• _Goal of the exercise_
Using the forum thread below on weighted boxplots in ggplot2, answer these questions:
1. How many data points does the question say there are for grouping B?
2. How many views does the thread show?
3. Which two functions does the reply say do not expect data with weights or counts?

• _Selected text_

━━━━━━━━━━━━━━━━━━━━

Reputation: 229
With a data frame that has has a grouping column and a value column, plotting a grouped boxplot with ggplot2 is done like this
ggplot(data=data, aes(x = Grouping, y = Value, group = Grouping)) + geom_boxplot()
However, how would you plot a grouped boxplot when you have an extra column that designates the number of observations for that value/grouping pair? For example, for the below data frame, there are 17 data points for grouping A and 11 for grouping B, each with their respective value.
Grouping Value NumberObservations
A 1 10
B 1 2
A 2 7
B 2 9
Of course, another data frame can be created that contains 10 rows of grouping A and value 1 and so on to use the above ggplot method, but I want to avoid this because my data frame would get very large due to the number of observations. Is there a way to weight/add number of observations directly in a ggplot box plot?
Upvotes: 0
Views: 467
Reputation: 145745
Neither the base boxplot
or the ggplot geom_boxplot
functions expect data with weights/counts like this, so I think your best bet is to expand the data into individual observations.
expanded_data = data[rep(seq_len(nrow(data)), times = data$NumberObservations), ]
ggplot(data = expanded_data,
aes(x = Grouping, y = Value, group = Grouping)) +
geom_boxplot()
Upvotes: 3

━━━━━━━━━━━━━━━━━━━━

• _Entries_
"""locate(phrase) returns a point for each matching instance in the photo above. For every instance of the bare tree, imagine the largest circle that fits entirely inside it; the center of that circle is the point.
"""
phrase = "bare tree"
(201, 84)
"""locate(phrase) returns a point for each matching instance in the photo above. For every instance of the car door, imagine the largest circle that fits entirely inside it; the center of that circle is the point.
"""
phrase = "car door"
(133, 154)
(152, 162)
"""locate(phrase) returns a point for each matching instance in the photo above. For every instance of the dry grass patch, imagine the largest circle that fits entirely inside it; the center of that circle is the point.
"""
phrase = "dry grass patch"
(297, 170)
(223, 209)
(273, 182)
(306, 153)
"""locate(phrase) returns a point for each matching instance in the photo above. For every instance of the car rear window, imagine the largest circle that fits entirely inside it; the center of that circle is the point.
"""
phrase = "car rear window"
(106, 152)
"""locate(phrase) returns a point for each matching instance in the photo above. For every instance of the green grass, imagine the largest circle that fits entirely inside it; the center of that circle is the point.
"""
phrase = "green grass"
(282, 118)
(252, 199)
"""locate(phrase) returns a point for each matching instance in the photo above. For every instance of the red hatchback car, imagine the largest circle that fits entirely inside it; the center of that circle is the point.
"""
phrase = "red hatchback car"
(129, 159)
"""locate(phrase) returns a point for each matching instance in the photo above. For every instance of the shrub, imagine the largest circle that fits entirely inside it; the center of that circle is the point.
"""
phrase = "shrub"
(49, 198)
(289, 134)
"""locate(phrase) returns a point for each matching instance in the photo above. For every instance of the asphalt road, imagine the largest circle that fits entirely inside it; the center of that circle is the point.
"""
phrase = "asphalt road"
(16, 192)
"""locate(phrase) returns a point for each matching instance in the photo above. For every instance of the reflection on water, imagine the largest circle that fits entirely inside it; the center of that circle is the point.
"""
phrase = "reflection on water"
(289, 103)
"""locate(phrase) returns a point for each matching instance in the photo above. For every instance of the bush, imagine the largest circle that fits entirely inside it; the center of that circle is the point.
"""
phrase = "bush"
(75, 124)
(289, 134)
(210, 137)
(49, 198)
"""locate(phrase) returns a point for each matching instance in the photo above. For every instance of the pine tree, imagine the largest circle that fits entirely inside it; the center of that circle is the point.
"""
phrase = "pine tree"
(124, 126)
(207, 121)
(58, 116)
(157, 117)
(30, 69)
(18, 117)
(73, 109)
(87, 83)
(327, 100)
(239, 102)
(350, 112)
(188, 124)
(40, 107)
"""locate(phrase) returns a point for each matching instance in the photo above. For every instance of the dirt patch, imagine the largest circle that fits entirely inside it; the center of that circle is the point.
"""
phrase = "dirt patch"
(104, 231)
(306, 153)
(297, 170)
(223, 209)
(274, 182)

━━━━━━━━━━━━━━━━━━━━

• _Full response_
1. 11
2. 467
3. The base boxplot function and the ggplot geom_boxplot function